▶ **Passage shown**:
# A challenging custom order!



## bethshangirl (Jan 23, 2013)

I've just finished these pincushions tonight.... they are a custom order, and the lady who ordered them was very specific with her request....
" One free-standing walnut embroidered pincushion in green/pink , with butterfly " - (for her) ....and" One embroidered bottletop pincushion ring, in brown/gold, with tree, - ( gift for friend)
I hope l've met the challenge,...and she likes them.


----------



## luree (Feb 21, 2014)

Very beautiful! I'm sure she will like them.


----------



## mama879 (Jan 27, 2011)

Wow how pretty are those. If she doesn't like them I would and very proud to use them to. Well maybe not use them but display them. lol lol


----------



## 2sweethearts (Aug 27, 2014)

These are beautiful! How on earth did you come up with the idea? Fantastic. I love the embroidery.


----------



## Tove (Oct 27, 2012)

The pin cushions are adorable and beautifully created. I can only imagine your customer will be thrilled


----------



## Soprano Knitter (Nov 3, 2013)

I know I would love them!


----------



## Kiwiflynn (Aug 6, 2013)

They are beautifull done.


----------



## bethshangirl (Jan 23, 2013)

2sweethearts said:


> These are beautiful! How on earth did you come up with the idea? Fantastic. I love the embroidery.


l saw the bottletop ones on a site called ''lnstructables'' - with instructions how to make them, and since then l've made lots, & get my wine-drinking friends to keep any metal screw-tops from wine bottles for me.
The walnut idea came from seeing some antique Victorian ones,....& updating them. Every one is different.


----------



## Angelina Camille (Sep 21, 2013)

Very nice


----------



## Pocahontas (Apr 15, 2011)

Oh my, such beautiful tiny work. Your client should be more than pleased. :thumbup:


----------



## misszzzzz (Feb 23, 2012)

lovely work.


----------



## bwtyer (Oct 31, 2012)

They are just beautiful- I am sure she will be very pleased.


----------



## Susan-Knits-Too (Apr 18, 2013)

Absolutely adorable!&#128522;


----------



## vonnienz11 (May 13, 2011)

If your client doesn't like them, would you like my address??? LOL!!! they are lovely and so beautifully embroidered


----------



## run4fittness (May 22, 2011)

They are beautiful, of course she will love them!


----------



## Bloomers (Oct 11, 2013)

▶ **Request**: Write the next part of the forum thread about the custom pincushion order, starting after its final line.

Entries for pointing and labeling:
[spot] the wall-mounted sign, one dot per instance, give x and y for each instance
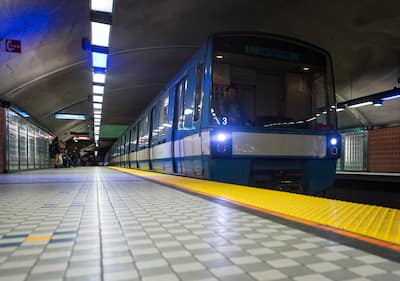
(13, 46)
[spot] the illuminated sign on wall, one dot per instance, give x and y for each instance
(13, 46)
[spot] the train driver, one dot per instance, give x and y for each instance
(230, 108)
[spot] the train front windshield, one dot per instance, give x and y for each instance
(267, 83)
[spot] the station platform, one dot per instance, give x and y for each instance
(103, 224)
(368, 176)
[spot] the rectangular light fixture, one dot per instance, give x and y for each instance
(97, 98)
(99, 60)
(102, 5)
(361, 104)
(98, 89)
(67, 116)
(97, 105)
(100, 34)
(99, 77)
(81, 138)
(391, 97)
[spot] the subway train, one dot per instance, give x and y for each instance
(248, 108)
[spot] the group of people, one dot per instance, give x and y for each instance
(62, 158)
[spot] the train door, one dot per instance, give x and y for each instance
(133, 148)
(127, 148)
(178, 149)
(187, 139)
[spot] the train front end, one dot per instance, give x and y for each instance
(272, 114)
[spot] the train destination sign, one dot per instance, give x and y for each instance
(272, 53)
(13, 46)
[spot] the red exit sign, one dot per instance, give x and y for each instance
(13, 46)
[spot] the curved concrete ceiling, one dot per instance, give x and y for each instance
(150, 40)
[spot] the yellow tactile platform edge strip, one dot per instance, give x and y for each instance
(373, 224)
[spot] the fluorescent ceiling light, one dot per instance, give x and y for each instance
(81, 138)
(97, 98)
(361, 104)
(102, 5)
(99, 77)
(97, 105)
(391, 98)
(99, 60)
(100, 34)
(67, 116)
(98, 89)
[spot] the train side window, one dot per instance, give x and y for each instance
(198, 95)
(163, 119)
(154, 126)
(144, 133)
(133, 140)
(181, 94)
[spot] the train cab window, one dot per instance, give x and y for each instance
(255, 92)
(198, 95)
(144, 133)
(133, 141)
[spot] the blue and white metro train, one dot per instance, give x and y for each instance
(248, 108)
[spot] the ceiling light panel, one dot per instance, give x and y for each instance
(102, 5)
(101, 34)
(99, 77)
(99, 60)
(98, 89)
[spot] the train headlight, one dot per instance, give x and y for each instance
(333, 146)
(221, 144)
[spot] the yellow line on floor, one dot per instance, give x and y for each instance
(379, 223)
(37, 238)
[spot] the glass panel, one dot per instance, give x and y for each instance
(13, 163)
(133, 140)
(144, 133)
(198, 96)
(163, 119)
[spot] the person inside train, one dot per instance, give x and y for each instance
(230, 107)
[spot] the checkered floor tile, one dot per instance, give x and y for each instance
(99, 224)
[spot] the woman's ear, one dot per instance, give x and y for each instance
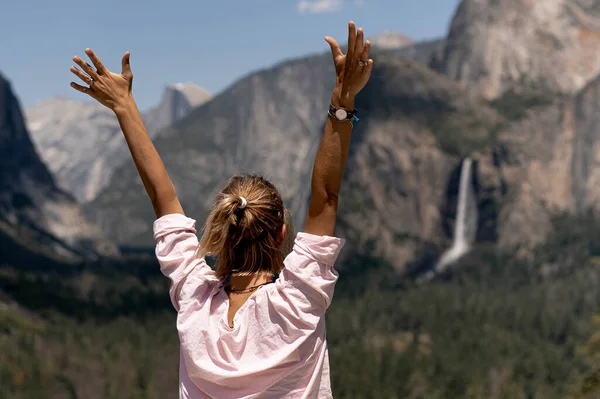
(282, 234)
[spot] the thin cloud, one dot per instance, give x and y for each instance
(318, 6)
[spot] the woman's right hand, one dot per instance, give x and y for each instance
(109, 89)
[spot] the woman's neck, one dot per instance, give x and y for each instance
(240, 281)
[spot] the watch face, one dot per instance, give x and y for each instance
(341, 114)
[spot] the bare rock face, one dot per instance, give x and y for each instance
(81, 141)
(399, 170)
(269, 122)
(494, 46)
(35, 215)
(403, 150)
(549, 163)
(389, 40)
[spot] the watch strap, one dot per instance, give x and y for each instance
(351, 114)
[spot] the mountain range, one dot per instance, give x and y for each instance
(81, 141)
(424, 110)
(514, 87)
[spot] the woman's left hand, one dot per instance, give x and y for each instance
(353, 69)
(108, 88)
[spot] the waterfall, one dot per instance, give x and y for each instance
(465, 226)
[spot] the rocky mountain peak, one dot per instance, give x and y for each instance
(495, 46)
(35, 215)
(81, 141)
(390, 40)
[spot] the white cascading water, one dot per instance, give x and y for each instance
(466, 220)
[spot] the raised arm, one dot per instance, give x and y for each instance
(114, 91)
(353, 71)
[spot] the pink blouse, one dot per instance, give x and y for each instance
(277, 347)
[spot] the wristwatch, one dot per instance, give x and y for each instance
(341, 114)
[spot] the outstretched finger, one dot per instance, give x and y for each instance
(96, 61)
(365, 53)
(125, 65)
(81, 88)
(86, 67)
(368, 69)
(336, 51)
(359, 44)
(351, 37)
(85, 78)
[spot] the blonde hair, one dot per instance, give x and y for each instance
(246, 239)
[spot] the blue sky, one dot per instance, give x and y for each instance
(210, 43)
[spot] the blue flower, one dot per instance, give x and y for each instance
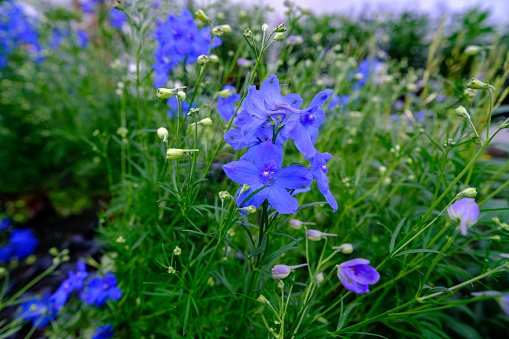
(82, 38)
(74, 282)
(4, 224)
(357, 274)
(225, 106)
(465, 212)
(339, 101)
(39, 312)
(104, 332)
(267, 171)
(117, 18)
(98, 290)
(17, 30)
(319, 170)
(179, 40)
(23, 243)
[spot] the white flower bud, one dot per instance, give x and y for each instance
(162, 133)
(181, 96)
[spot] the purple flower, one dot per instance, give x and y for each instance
(465, 212)
(282, 271)
(225, 106)
(117, 18)
(98, 290)
(356, 275)
(82, 38)
(23, 243)
(74, 282)
(243, 62)
(4, 224)
(267, 171)
(180, 40)
(39, 312)
(315, 235)
(319, 170)
(104, 332)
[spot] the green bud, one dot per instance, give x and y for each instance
(200, 15)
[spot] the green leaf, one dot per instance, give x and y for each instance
(395, 235)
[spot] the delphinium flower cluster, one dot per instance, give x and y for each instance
(96, 291)
(267, 120)
(17, 31)
(180, 40)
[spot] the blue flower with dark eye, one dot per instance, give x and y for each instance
(39, 312)
(465, 212)
(82, 38)
(17, 30)
(98, 290)
(104, 332)
(117, 18)
(23, 243)
(339, 101)
(356, 275)
(225, 106)
(74, 282)
(180, 40)
(267, 171)
(319, 170)
(4, 224)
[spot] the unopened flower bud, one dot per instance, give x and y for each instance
(279, 37)
(280, 28)
(181, 96)
(461, 112)
(162, 133)
(203, 59)
(248, 33)
(470, 192)
(472, 50)
(297, 224)
(249, 209)
(200, 15)
(263, 300)
(165, 93)
(175, 153)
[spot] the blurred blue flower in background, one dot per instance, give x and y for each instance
(179, 40)
(98, 290)
(17, 30)
(225, 106)
(104, 332)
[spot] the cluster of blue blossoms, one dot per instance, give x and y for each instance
(22, 243)
(17, 30)
(95, 292)
(267, 120)
(180, 40)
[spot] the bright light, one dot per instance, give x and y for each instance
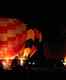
(64, 61)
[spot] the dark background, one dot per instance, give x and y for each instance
(52, 28)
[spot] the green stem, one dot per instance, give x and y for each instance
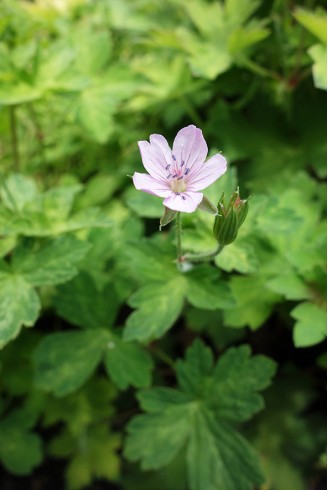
(178, 234)
(38, 130)
(203, 257)
(14, 138)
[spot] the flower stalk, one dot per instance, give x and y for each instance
(178, 236)
(197, 258)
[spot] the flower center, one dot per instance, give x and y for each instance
(178, 185)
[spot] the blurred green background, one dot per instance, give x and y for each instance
(81, 82)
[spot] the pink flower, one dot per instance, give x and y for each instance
(178, 175)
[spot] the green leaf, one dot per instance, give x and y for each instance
(18, 94)
(128, 364)
(167, 217)
(310, 328)
(65, 360)
(144, 204)
(52, 262)
(290, 285)
(98, 459)
(20, 449)
(16, 191)
(81, 303)
(26, 212)
(240, 256)
(315, 22)
(205, 290)
(254, 302)
(216, 455)
(319, 55)
(159, 306)
(19, 305)
(96, 108)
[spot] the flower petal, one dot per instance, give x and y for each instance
(147, 183)
(186, 202)
(204, 175)
(153, 160)
(189, 147)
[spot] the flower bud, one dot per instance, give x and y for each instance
(230, 218)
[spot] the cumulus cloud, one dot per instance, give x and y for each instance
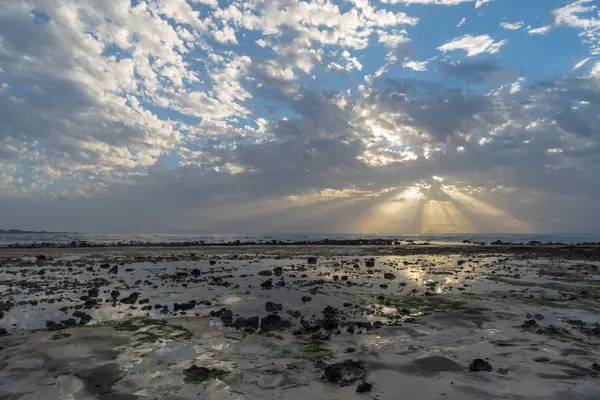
(512, 26)
(540, 31)
(474, 45)
(305, 115)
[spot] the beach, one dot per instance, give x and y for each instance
(300, 321)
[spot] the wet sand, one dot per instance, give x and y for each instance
(300, 322)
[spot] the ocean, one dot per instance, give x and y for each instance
(33, 238)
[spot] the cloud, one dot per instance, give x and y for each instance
(474, 45)
(436, 2)
(416, 65)
(582, 15)
(540, 31)
(282, 115)
(512, 26)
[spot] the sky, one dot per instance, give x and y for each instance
(316, 116)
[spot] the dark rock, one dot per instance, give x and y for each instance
(311, 326)
(273, 322)
(529, 324)
(227, 317)
(345, 373)
(364, 387)
(196, 374)
(54, 326)
(268, 284)
(272, 307)
(131, 299)
(69, 322)
(480, 364)
(320, 336)
(247, 323)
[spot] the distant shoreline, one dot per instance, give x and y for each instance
(391, 243)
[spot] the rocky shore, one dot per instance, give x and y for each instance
(300, 321)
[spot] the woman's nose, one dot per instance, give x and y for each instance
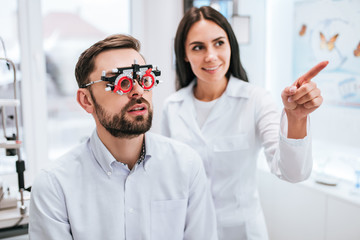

▶ **Right answer**:
Those are lovely!!


----------



## LindaLu (Mar 9, 2011)

She should love them. Such delicate work!


----------



## bevmckay (Feb 28, 2012)

I am one of your wine drinking friends. I love your creations!!


----------



## hannabavaria (Sep 25, 2011)

bethshangirl said:


> I've just finished these pincushions tonight.... they are a custom order, and the lady who ordered them was very specific with her request....
> " One free-standing walnut embroidered pincushion in green/pink , with butterfly " - (for her) ....and" One embroidered bottletop pincushion ring, in brown/gold, with tree, - ( gift for friend)
> I hope l've met the challenge,...and she likes them.


...but of course! Wonderful!


----------



## nitnana (Feb 3, 2013)

-and why wouldn't she love them!?? I know I would, Bethshangirl.... anytime! You are an artist, to be sure!


----------



## deshka (Apr 6, 2011)

You have done an awesome job on both of them. Just absolutely lovely. In fact, to me, they are perfect. thank you for sharing. Not long ago I saw on Facebook where a lady had made 2 short ink marks on her thumb, the spacing she wanted for her hand stitches, I thought it was a wonderful idea. It sure would improve my spacing when i do hand stitch work and I will do that next time to see how it goes. Yours looks so good as is, not saying at all that yours is not.


----------



## Lolly12 (Oct 10, 2012)

They are really pretty, I\m sure she will love them. :-D :-D


----------



## kiwiannie (Jul 30, 2011)

Very beautiful work and colours.


----------



## brdlvr27 (Nov 12, 2011)

They are beautiful


----------



## CaroleD53 (Aug 7, 2012)

They're beautiful.


----------



## rujam (Aug 19, 2011)

She will love them, I do.


----------



## wuppertal (Nov 5, 2014)

They are lovely. I have never even seen anything like it.
Of course, your customer will be happy!


----------



## Moondancermel (Nov 18, 2012)

They are really lovely.


----------



## tweeter (Dec 22, 2012)

very nice


----------



## pzoe (Mar 17, 2011)

Gorgeous.


----------



## Ronie (Jan 21, 2011)

I love these!! she will too


----------



## Linda6885 (Feb 13, 2011)

Beatiful work !


----------



## saundra51 (Jul 18, 2011)

I always love to "click" on your entries to KP...you are very talented and you do beautiful work. Thanks


----------



## JoRae (Feb 5, 2013)

Very nice. It looks like they should be right. Lovely work.


----------



## Shylinn (Mar 19, 2014)

oooooh...just magical!


----------



## knitwit42 (Apr 23, 2011)

Very pretty, I like the walnut one.


----------



## knittingaddict (Mar 20, 2012)

They are beautiful. Do you use felt for the backgrounds and then embroider on them?


----------



## bethshangirl (Jan 23, 2013)

knittingaddict said:


> They are beautiful. Do you use felt for the backgrounds and then embroider on them?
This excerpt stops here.